▶ _Written exercise_
Reproduce the records below word for word, line by line, and leave out the pictures.

▶ _Input records_
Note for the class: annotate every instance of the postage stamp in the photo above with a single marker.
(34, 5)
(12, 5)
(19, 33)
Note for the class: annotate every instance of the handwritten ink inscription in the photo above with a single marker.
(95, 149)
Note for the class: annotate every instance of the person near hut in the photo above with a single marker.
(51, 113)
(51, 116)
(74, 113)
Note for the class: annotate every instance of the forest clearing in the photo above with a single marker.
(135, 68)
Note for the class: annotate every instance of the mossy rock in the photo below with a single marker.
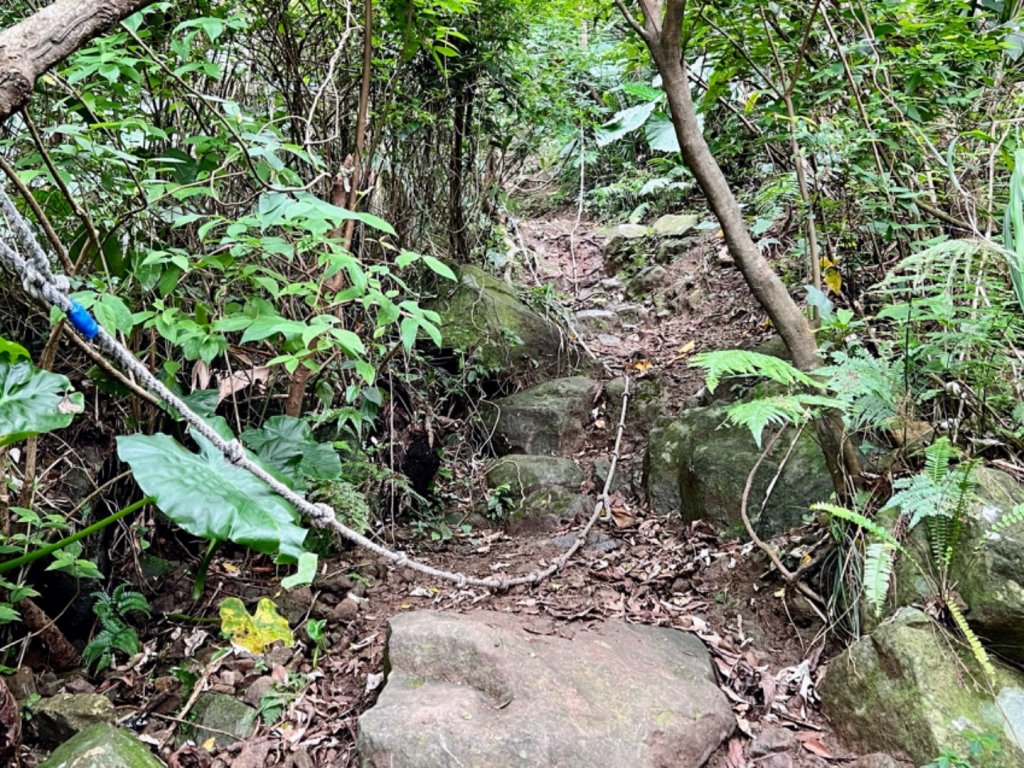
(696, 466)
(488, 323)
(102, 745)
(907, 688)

▶ _Correct output_
Note for the class: annotate every instance of the postage stamp in the photo above with a single marker.
(34, 5)
(12, 5)
(19, 33)
Note for the class: annotate every instance of the handwritten ink inscription in the photo above with a single marker.
(95, 149)
Note for the class: annotate every instance of the person near hut in the photo above with a single marker.
(51, 113)
(51, 116)
(74, 113)
Note for the class: annotate every instance of the forest clearing in the photo above with a single marker.
(135, 68)
Note for the class: annotate every instance of the mossy rock in the photo below with a single marker.
(696, 466)
(488, 323)
(102, 745)
(907, 688)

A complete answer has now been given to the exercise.